**PROMPT:** Only the lines from the one with "Where can the buddha's arm" to the last line belong in your answer; write them out exactly and drop the pictures.

**EXERCISE INPUT:**
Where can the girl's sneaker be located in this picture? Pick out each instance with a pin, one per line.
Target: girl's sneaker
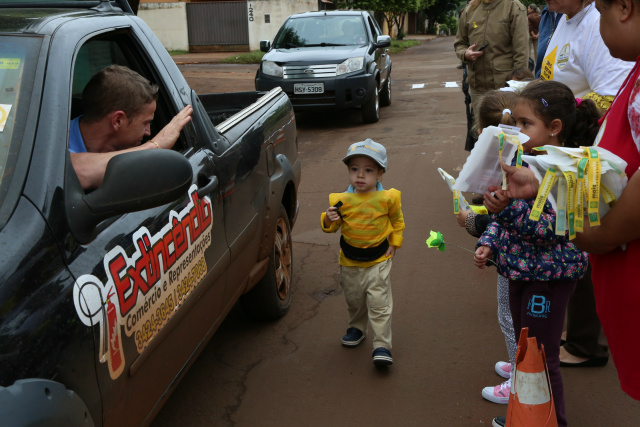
(503, 369)
(499, 393)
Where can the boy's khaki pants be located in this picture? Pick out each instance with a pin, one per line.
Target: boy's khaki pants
(368, 295)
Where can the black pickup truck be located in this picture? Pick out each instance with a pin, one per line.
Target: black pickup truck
(107, 298)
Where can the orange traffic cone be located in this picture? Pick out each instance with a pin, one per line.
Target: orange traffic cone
(531, 399)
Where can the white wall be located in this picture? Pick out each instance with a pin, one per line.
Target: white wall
(169, 23)
(279, 11)
(169, 20)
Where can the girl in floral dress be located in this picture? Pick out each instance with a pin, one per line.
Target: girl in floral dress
(541, 266)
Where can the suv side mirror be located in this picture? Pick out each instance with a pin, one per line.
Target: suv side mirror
(382, 41)
(132, 182)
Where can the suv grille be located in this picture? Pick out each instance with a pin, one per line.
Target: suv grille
(309, 71)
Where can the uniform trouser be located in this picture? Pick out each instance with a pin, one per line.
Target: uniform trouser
(584, 331)
(504, 318)
(368, 295)
(541, 307)
(476, 95)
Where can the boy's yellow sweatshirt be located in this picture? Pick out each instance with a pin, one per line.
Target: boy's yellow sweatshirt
(367, 220)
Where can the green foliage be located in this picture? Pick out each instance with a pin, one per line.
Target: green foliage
(253, 57)
(442, 11)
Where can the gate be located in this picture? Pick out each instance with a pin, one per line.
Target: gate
(218, 26)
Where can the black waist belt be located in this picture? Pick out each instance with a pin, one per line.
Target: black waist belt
(363, 254)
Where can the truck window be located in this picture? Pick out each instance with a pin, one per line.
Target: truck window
(18, 64)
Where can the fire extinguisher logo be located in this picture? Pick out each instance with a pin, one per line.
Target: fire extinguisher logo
(93, 309)
(116, 357)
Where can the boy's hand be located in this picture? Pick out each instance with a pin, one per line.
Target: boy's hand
(482, 256)
(332, 214)
(462, 217)
(496, 204)
(391, 251)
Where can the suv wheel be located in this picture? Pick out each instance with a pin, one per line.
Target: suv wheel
(271, 297)
(385, 93)
(371, 110)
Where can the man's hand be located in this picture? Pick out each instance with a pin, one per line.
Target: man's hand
(482, 256)
(168, 136)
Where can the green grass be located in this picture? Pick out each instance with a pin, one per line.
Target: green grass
(252, 57)
(398, 46)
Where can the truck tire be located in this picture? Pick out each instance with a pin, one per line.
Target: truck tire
(385, 93)
(371, 109)
(271, 297)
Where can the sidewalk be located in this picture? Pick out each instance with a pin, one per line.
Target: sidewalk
(216, 57)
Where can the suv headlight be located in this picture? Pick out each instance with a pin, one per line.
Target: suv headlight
(270, 68)
(350, 65)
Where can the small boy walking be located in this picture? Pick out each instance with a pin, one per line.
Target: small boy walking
(371, 222)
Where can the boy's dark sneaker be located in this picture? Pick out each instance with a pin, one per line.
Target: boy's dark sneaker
(353, 337)
(382, 357)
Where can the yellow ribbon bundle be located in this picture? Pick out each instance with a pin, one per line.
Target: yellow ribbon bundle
(584, 176)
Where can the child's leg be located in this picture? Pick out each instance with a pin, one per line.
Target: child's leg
(380, 303)
(504, 318)
(541, 307)
(352, 280)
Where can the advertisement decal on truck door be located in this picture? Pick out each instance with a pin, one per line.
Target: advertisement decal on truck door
(143, 291)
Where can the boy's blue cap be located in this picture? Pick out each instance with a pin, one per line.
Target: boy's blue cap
(368, 148)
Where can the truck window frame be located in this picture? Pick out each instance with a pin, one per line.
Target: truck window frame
(125, 50)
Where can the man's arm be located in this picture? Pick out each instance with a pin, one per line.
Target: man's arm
(91, 167)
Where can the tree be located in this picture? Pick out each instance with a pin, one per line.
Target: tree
(394, 11)
(439, 11)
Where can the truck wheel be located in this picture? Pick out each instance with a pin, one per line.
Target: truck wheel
(271, 297)
(371, 110)
(385, 93)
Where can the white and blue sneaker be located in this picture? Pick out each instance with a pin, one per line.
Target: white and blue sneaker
(382, 357)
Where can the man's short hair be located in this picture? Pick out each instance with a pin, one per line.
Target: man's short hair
(116, 88)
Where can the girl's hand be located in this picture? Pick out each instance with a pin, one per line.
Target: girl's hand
(471, 54)
(482, 256)
(462, 217)
(496, 204)
(391, 251)
(522, 183)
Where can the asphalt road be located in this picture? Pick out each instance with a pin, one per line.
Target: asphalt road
(294, 372)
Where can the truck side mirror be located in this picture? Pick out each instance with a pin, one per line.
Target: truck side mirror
(132, 182)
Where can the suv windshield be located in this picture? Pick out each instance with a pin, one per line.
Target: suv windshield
(322, 31)
(18, 58)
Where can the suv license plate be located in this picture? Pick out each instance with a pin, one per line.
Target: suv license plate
(308, 88)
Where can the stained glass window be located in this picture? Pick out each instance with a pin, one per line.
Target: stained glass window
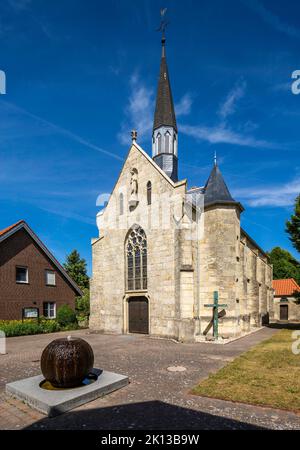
(136, 252)
(149, 192)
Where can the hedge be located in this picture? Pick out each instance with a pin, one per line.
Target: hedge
(32, 326)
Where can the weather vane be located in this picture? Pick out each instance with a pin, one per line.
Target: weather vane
(163, 23)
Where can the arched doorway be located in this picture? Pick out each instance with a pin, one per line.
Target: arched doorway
(138, 315)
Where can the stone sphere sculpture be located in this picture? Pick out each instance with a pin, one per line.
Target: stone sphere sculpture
(66, 362)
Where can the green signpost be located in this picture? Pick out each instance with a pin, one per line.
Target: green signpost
(215, 305)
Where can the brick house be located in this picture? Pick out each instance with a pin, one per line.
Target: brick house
(30, 276)
(285, 308)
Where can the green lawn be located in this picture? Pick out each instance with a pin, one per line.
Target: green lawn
(269, 375)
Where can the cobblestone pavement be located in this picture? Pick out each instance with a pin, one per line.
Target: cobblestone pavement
(155, 398)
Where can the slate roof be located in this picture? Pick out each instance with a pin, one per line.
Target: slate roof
(5, 230)
(285, 287)
(164, 110)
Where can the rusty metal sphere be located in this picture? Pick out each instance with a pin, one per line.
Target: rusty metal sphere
(66, 362)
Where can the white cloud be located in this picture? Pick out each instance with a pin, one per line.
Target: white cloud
(273, 195)
(272, 19)
(229, 106)
(184, 106)
(139, 112)
(19, 5)
(221, 134)
(39, 125)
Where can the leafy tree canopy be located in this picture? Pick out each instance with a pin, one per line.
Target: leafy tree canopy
(76, 268)
(284, 264)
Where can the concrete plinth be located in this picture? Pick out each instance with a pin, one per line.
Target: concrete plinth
(53, 403)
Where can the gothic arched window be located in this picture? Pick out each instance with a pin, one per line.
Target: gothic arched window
(121, 200)
(136, 253)
(167, 142)
(149, 193)
(159, 143)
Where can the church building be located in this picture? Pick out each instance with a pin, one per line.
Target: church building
(165, 250)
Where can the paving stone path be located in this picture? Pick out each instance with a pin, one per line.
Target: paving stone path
(156, 397)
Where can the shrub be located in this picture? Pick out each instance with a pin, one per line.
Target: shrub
(66, 316)
(19, 328)
(31, 326)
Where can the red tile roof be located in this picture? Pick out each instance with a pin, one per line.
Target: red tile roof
(285, 287)
(10, 227)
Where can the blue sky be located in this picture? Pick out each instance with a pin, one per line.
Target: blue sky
(82, 74)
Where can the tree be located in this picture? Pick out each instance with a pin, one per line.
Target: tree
(284, 264)
(83, 305)
(76, 268)
(293, 225)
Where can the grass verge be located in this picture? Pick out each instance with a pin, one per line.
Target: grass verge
(268, 375)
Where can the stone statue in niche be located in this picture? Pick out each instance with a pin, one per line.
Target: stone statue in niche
(133, 199)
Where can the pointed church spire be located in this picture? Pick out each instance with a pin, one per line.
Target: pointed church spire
(216, 190)
(164, 137)
(164, 110)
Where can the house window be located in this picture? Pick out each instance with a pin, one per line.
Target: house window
(136, 252)
(50, 278)
(121, 199)
(22, 274)
(149, 193)
(49, 310)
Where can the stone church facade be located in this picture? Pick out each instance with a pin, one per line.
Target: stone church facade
(164, 249)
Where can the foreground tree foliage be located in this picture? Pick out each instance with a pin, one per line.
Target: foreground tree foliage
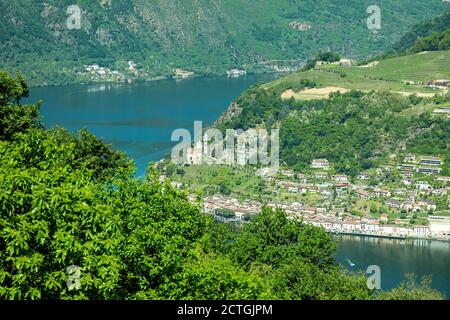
(69, 200)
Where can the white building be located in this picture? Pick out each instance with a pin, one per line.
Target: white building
(320, 164)
(439, 225)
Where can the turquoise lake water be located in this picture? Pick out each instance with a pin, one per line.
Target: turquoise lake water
(139, 119)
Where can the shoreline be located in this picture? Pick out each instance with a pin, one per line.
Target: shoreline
(154, 79)
(369, 235)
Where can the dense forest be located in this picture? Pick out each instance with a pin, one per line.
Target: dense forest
(433, 27)
(68, 201)
(355, 131)
(207, 37)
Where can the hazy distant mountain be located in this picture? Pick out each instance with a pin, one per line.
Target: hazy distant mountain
(207, 37)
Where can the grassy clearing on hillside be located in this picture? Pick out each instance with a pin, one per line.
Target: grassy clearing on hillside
(390, 75)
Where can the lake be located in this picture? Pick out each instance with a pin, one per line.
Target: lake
(139, 119)
(396, 258)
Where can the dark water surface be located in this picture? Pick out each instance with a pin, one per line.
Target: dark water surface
(139, 119)
(396, 258)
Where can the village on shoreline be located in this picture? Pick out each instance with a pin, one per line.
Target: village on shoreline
(415, 205)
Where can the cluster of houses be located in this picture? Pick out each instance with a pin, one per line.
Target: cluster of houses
(424, 164)
(342, 62)
(98, 73)
(182, 74)
(336, 221)
(439, 84)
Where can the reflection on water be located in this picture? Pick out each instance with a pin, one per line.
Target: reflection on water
(397, 258)
(140, 118)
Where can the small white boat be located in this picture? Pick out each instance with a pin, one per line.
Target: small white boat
(350, 263)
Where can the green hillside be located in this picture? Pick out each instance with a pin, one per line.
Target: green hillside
(201, 36)
(425, 29)
(404, 74)
(357, 130)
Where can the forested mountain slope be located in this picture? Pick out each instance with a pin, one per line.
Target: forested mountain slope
(202, 36)
(361, 116)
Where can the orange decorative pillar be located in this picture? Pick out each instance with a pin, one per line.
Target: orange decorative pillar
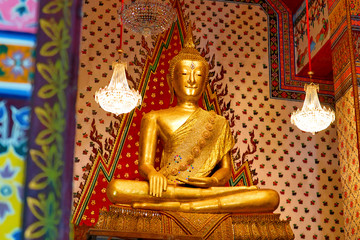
(345, 42)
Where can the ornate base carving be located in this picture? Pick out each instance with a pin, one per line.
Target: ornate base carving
(122, 221)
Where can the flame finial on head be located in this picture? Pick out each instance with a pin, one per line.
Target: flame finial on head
(189, 41)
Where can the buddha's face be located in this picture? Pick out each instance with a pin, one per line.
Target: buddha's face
(189, 79)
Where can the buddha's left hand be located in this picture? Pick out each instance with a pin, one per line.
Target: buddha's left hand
(202, 182)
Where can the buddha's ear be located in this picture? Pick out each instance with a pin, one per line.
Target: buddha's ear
(171, 88)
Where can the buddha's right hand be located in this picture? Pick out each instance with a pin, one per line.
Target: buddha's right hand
(157, 184)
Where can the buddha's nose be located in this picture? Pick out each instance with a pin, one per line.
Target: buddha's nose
(192, 79)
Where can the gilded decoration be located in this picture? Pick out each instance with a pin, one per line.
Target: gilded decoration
(205, 226)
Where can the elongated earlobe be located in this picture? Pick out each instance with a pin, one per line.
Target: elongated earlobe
(171, 88)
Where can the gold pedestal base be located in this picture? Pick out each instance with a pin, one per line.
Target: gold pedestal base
(128, 222)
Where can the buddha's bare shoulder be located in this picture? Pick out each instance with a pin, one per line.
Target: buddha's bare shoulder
(158, 114)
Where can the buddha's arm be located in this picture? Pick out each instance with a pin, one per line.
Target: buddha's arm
(223, 174)
(147, 149)
(219, 178)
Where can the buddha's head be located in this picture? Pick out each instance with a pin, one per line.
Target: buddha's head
(188, 71)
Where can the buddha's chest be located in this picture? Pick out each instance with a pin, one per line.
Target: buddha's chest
(169, 124)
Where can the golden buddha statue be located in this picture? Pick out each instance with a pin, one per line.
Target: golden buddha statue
(196, 160)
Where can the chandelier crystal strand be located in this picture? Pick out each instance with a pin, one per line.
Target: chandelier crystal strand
(312, 117)
(148, 17)
(117, 97)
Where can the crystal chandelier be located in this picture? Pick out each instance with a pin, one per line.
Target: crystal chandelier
(148, 17)
(312, 117)
(117, 97)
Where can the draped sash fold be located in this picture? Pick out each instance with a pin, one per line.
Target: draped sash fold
(197, 146)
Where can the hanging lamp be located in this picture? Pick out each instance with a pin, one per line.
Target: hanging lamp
(117, 97)
(148, 17)
(312, 117)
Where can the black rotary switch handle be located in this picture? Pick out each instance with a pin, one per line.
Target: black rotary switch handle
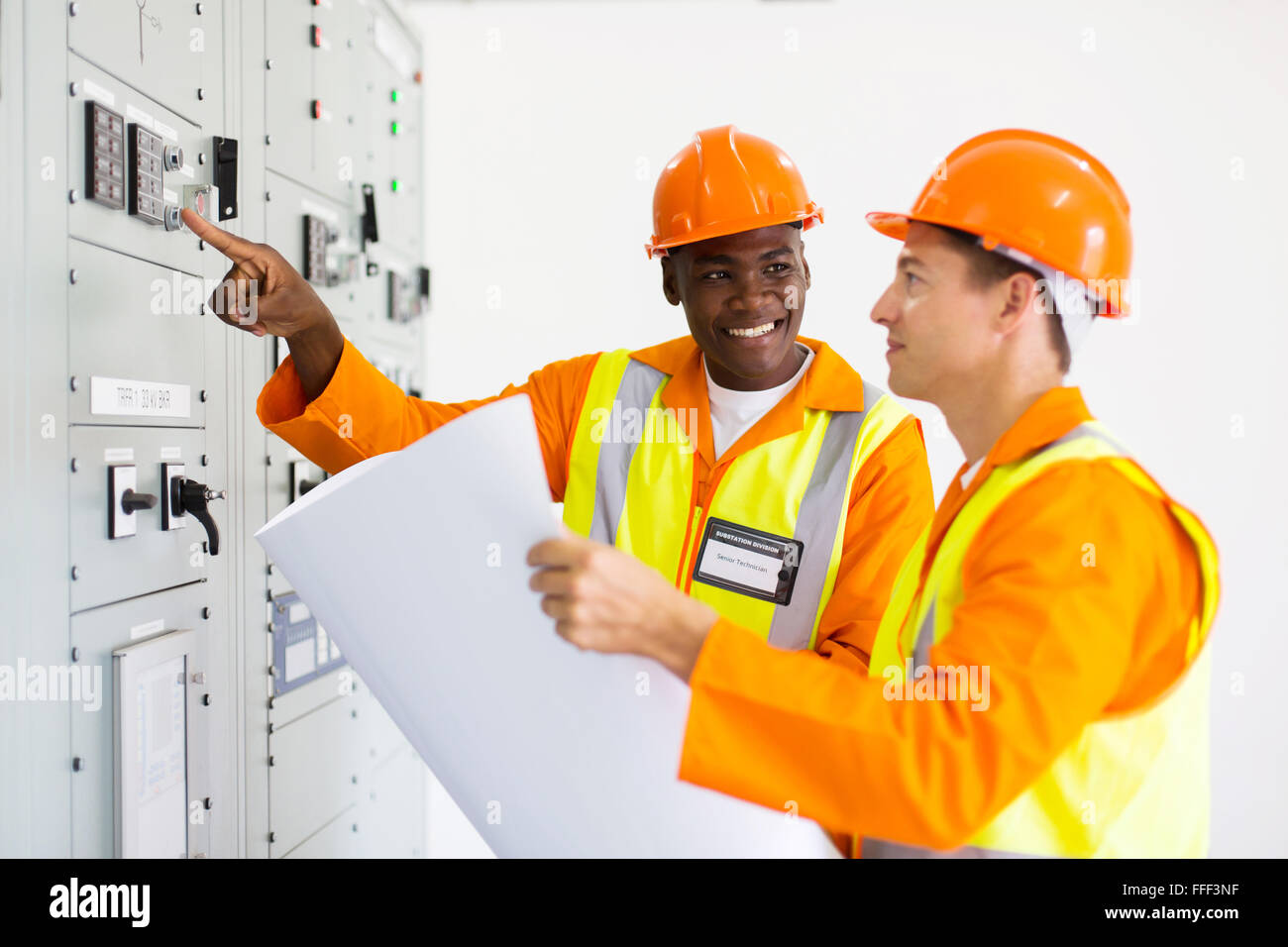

**FINAL RESULT:**
Where can the buddha's arm be located in this picture? Pick out each instance with a pin, one per line.
Target: buddha's arm
(223, 174)
(147, 149)
(219, 178)
Where can the buddha's head be located in this picture? Pick out each instance with a pin, one per line.
Target: buddha's head
(188, 71)
Where can the buddha's chest be located in this picture? Pick out each instance with a pin, one per line.
Target: buddha's chest
(169, 124)
Where can the golden buddha statue be located in this picture? Pick out each instance with a pin, one per line.
Target: golden buddha statue
(196, 160)
Where can the chandelier crystal strand be located in this picture? Pick out each instance with a pin, one per line.
Target: chandelier crystal strand
(312, 117)
(148, 17)
(117, 97)
Where can the crystal chandelier be located in this picture? Pick out each instance with a pin, one per line.
Target: crystal chandelier
(148, 17)
(312, 117)
(117, 97)
Where can the draped sash fold be located in this picture? Pick out each instance with a pin, one per line.
Target: draped sash fold
(197, 146)
Where can the hanging lamp be located in this picture? Pick out each instance with a pin, one per line.
Target: hanging lamp
(117, 97)
(148, 17)
(312, 117)
Where can the black rotary switch handle be located in this picture? Pick out each instance with a pin, one per line.
Target: black rotary switch handle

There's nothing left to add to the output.